# [What is expected]
Filter the material below and copy each line that contains the string "wood", matching case exactly.

Segmentation labeling items:

----------

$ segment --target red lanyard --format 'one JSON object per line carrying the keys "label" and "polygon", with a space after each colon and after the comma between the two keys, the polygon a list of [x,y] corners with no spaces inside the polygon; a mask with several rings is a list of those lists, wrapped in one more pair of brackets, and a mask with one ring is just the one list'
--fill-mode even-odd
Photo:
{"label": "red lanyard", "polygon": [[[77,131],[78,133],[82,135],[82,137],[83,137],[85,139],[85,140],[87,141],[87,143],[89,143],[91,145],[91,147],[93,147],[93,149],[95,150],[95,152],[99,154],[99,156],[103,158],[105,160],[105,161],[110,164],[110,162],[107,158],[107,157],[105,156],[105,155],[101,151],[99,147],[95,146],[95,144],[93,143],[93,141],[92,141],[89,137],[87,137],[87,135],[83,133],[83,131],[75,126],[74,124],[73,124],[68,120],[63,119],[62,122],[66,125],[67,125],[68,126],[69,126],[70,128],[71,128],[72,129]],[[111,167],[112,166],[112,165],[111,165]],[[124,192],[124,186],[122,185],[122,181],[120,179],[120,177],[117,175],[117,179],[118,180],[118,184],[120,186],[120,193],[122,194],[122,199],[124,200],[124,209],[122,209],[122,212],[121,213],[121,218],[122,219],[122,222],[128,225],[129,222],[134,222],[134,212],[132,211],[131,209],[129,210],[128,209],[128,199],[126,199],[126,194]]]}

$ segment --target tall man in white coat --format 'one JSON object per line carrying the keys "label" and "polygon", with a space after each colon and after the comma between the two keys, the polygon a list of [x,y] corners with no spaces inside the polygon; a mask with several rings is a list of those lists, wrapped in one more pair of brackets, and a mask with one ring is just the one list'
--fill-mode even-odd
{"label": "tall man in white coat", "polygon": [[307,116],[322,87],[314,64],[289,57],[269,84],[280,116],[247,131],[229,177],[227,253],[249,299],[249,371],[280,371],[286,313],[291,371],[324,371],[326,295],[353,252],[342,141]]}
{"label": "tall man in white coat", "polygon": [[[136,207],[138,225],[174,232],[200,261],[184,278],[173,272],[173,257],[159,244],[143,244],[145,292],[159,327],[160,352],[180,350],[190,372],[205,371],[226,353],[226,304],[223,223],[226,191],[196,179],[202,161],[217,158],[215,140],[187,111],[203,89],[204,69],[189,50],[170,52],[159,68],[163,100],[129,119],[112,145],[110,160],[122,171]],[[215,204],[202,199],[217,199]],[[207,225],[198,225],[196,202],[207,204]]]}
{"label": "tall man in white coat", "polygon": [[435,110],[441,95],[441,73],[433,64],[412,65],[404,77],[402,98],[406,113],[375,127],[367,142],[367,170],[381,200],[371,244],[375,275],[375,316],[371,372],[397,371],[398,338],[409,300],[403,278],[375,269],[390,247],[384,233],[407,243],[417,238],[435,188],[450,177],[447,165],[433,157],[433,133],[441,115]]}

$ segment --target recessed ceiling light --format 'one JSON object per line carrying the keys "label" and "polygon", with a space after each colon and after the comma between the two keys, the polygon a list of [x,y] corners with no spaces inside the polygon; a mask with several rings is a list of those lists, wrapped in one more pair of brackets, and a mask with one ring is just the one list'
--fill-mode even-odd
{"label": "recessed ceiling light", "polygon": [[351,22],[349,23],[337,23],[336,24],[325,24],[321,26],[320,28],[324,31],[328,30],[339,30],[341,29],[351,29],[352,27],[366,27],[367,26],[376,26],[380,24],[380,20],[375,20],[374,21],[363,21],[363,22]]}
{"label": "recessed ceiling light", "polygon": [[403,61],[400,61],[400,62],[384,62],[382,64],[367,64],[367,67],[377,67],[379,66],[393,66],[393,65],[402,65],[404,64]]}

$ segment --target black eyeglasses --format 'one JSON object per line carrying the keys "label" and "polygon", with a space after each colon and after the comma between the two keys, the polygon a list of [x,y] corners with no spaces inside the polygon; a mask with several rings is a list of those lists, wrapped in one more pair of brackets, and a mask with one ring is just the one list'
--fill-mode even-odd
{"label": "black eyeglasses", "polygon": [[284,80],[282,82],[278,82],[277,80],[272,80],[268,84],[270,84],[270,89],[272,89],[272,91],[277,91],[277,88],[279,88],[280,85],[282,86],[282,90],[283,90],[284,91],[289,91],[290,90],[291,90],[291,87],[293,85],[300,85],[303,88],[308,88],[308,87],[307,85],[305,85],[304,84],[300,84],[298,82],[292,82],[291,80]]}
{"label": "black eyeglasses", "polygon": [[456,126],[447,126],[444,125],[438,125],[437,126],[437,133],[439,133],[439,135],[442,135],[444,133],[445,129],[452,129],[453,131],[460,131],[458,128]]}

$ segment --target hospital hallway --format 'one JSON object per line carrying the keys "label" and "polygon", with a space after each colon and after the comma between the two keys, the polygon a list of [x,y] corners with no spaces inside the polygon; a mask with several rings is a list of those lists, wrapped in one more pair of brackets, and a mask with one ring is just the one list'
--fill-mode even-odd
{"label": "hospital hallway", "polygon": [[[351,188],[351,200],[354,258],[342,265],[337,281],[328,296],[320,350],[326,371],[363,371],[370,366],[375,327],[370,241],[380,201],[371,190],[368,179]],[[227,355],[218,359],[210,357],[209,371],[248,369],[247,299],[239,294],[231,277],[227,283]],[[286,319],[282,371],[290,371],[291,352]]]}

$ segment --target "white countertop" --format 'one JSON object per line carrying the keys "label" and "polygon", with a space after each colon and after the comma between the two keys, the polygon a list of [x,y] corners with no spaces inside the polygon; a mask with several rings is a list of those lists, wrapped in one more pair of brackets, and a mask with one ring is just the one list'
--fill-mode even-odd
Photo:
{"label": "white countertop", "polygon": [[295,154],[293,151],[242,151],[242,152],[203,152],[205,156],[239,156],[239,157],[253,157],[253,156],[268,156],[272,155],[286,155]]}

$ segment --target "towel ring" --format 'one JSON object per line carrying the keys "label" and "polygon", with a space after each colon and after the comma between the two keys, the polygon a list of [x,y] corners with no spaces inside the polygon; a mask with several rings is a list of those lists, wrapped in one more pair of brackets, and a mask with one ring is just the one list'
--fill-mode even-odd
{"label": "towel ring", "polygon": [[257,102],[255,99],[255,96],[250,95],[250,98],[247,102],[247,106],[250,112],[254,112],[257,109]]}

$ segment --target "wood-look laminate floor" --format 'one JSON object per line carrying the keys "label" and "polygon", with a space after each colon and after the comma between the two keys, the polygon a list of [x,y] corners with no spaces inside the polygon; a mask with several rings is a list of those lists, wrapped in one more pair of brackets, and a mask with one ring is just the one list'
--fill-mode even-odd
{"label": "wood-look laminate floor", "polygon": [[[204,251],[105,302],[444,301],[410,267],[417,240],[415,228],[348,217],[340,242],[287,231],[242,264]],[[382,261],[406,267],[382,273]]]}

----------

# [Output of the exercise]
$ segment --target "wood-look laminate floor" --format 'one JSON object per line carrying the keys "label" and "polygon", with a space after each colon and after the comma between the two keys, the polygon a list of [x,y] corners with no spaces inside the polygon; a mask with several rings is a list of those lists, wrapped in one more pair of brackets, and a mask with one ring is just the one list'
{"label": "wood-look laminate floor", "polygon": [[[204,251],[105,302],[444,301],[410,267],[417,240],[415,228],[348,217],[340,242],[287,231],[242,264]],[[382,261],[406,267],[382,273]]]}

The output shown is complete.